■ **Problem to work on**
Can you rewrite the paragraph in the breastfeeding passage below that begins "The Daily Gazette published" as a short list of its main facts?

■ **Passage for review**
● ● ●
The Daily Gazette published a column about community and health care resources to help new mothers with nursing. The article discusses the new SPHP-sponsored Baby Café in Schenectady, as well as St. Peter’s Hospital’s first-in-the-region achievement of earning the international “Baby-Friendly” designation.
From the story:
Earlier this year I visited two Capital Region hospitals that have worked hard to expand their resources for nursing mothers: Bellevue Woman’s Center in Niskayuna and St. Peter’s Hospital in Albany.
St. Peter’s is the first hospital in the area to be designated a Baby-Friendly hospital by an organization called Baby-Friendly USA, and Bellevue is working to attain the Baby-Friendly designation.
The Baby-Friendly Hospital Initiative was launched in 1991 by the World Health Organization and United Nations Children’s Fund, with the goal of increasing breastfeeding rates and encouraging mother-child bonding.
● ● ●
■ **Data under study**

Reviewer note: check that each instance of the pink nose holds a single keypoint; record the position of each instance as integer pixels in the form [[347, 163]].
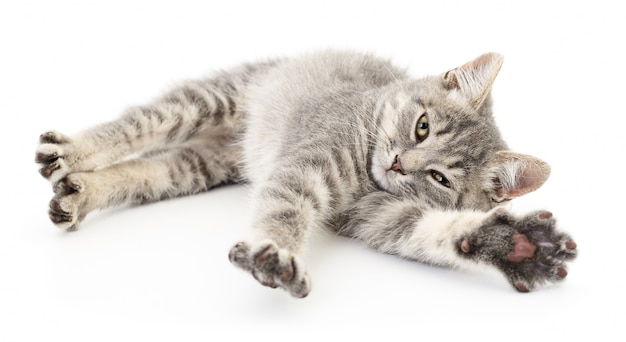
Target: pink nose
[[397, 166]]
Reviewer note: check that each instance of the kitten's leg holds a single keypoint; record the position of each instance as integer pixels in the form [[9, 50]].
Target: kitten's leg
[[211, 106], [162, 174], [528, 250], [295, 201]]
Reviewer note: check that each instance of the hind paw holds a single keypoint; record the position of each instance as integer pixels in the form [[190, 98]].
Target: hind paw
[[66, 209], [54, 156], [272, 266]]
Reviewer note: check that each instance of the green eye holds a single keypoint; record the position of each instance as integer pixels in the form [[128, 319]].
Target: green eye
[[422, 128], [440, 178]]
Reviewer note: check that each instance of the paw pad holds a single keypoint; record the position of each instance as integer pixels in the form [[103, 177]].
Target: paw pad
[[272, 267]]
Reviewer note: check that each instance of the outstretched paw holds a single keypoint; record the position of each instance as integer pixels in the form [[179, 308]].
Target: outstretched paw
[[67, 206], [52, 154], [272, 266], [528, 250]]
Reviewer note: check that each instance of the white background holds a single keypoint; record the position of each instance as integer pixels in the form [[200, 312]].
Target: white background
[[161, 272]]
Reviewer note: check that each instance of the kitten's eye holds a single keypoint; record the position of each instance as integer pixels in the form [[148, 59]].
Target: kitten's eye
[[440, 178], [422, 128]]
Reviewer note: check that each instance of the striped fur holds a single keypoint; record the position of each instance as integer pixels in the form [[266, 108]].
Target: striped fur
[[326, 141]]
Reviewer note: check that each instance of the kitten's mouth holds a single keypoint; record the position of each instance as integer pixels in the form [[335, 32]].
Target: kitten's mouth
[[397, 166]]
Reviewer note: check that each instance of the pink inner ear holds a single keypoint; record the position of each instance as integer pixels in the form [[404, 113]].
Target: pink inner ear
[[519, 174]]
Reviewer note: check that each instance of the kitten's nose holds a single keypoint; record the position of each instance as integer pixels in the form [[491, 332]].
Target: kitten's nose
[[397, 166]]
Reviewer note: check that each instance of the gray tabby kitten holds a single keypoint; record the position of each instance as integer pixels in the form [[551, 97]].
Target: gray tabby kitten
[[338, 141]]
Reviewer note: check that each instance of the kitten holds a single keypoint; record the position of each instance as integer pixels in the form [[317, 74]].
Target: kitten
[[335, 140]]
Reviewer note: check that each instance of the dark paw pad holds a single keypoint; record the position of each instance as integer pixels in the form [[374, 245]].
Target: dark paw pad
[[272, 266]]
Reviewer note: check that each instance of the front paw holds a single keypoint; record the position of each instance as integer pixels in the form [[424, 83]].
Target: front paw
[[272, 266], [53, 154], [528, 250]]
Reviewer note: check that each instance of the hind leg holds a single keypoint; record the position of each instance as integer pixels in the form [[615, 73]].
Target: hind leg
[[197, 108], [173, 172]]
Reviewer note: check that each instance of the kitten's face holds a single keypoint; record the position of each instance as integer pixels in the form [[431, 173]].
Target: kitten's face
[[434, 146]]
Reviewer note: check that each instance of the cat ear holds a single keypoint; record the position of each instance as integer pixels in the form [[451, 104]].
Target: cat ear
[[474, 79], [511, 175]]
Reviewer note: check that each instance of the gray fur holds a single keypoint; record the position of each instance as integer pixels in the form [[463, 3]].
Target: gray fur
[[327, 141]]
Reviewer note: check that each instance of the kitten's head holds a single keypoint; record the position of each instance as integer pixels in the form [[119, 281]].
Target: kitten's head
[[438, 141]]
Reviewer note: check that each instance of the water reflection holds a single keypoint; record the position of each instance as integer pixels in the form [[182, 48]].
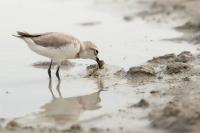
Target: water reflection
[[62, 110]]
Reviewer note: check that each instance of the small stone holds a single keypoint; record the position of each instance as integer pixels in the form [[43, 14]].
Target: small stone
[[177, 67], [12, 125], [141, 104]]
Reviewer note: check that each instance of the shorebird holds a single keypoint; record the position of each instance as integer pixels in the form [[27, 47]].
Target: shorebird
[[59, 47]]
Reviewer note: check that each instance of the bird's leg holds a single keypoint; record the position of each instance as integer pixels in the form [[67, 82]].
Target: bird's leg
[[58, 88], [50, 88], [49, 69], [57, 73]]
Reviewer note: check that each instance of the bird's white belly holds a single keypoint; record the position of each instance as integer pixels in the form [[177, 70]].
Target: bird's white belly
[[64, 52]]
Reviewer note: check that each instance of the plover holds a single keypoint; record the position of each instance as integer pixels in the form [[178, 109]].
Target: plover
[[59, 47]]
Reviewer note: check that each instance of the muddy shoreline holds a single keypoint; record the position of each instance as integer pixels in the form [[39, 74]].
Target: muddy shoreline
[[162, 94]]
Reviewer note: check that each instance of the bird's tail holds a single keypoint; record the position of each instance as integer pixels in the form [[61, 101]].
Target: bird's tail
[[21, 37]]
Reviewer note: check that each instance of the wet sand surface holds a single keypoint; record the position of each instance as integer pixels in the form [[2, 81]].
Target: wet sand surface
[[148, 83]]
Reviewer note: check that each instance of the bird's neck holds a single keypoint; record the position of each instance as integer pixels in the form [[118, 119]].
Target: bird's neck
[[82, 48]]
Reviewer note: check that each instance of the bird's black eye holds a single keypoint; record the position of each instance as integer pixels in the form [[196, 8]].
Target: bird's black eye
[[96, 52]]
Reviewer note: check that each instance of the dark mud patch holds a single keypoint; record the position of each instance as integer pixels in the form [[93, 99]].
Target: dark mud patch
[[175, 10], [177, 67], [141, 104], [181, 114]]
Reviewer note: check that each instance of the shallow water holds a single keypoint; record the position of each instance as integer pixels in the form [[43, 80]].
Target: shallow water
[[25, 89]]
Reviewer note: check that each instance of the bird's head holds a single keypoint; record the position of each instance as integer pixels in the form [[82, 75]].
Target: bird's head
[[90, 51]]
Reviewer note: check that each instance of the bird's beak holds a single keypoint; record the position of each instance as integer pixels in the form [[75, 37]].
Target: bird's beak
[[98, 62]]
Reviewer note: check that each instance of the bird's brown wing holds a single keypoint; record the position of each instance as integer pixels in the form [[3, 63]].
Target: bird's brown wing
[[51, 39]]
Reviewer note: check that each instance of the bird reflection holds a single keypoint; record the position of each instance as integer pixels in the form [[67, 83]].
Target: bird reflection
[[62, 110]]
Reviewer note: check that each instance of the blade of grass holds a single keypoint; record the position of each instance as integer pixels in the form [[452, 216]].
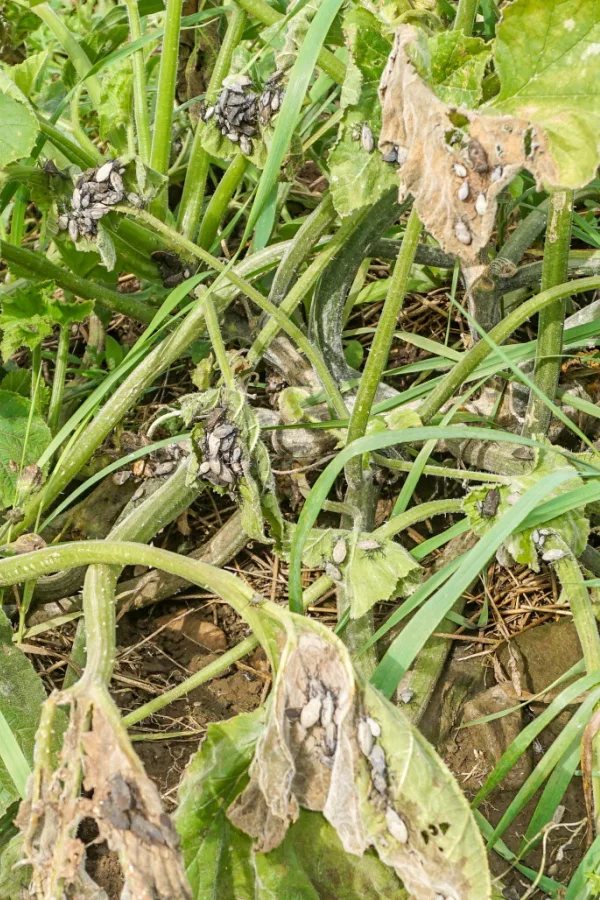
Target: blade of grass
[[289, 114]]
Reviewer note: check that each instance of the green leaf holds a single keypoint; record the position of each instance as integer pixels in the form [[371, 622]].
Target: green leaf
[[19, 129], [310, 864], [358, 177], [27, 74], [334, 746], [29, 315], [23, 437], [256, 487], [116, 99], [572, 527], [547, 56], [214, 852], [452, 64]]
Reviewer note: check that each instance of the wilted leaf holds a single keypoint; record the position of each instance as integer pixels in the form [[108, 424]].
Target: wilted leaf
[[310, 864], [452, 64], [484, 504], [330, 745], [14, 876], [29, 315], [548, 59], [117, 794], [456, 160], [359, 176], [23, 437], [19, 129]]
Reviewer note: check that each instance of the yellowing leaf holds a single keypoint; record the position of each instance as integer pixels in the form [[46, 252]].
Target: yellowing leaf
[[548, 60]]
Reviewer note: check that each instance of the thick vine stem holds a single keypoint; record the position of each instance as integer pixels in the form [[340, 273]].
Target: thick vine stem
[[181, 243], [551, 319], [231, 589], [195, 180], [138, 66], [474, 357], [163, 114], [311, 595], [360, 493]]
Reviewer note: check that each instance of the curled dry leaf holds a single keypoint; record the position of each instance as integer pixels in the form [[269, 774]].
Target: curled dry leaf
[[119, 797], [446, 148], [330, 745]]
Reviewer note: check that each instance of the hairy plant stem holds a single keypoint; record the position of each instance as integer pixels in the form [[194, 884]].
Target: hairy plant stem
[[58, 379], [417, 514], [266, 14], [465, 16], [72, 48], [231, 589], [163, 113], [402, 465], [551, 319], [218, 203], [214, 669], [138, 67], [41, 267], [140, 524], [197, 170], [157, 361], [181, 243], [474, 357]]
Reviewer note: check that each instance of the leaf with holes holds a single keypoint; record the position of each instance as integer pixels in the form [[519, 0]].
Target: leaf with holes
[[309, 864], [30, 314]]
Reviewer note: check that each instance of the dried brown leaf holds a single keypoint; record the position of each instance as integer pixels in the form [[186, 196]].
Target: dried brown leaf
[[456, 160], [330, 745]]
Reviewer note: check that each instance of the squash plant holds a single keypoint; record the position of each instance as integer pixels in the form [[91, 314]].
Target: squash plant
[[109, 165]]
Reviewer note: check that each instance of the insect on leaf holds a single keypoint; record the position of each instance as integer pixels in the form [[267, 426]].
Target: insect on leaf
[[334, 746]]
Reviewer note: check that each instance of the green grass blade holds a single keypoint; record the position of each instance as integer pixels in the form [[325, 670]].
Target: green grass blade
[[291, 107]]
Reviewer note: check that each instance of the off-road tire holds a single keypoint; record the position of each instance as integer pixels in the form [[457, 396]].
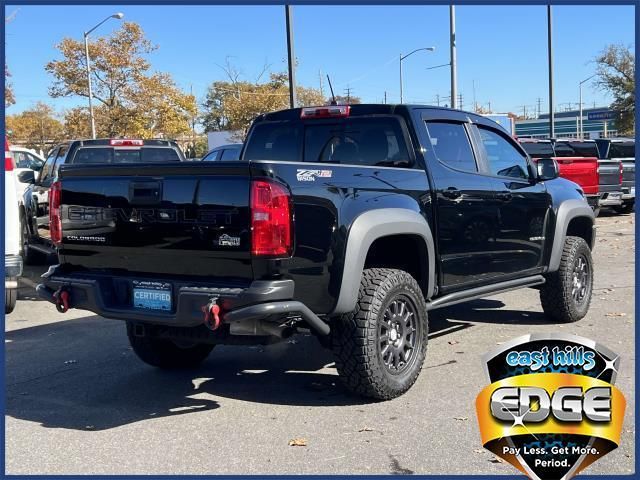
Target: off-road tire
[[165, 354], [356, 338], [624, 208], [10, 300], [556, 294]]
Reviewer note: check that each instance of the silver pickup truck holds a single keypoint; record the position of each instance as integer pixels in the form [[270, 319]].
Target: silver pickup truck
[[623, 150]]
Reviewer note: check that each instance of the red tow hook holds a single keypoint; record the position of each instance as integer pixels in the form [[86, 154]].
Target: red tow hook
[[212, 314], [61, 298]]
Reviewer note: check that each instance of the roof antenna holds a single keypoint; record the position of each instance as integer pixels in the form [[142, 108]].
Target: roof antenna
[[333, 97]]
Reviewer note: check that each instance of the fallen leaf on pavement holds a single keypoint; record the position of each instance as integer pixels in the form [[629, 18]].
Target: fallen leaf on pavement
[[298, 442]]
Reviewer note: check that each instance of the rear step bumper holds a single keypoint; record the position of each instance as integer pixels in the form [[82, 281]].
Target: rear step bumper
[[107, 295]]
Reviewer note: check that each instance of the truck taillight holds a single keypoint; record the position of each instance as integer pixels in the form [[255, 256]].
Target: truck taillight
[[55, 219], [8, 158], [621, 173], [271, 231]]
● ● ●
■ **Exercise response**
- The Daily Gazette ran a column on community and health care resources that help new mothers with nursing.
- The column covers the new SPHP-sponsored Baby Café in Schenectady.
- It also covers St. Peter's Hospital earning the international "Baby-Friendly" designation, a first in the region.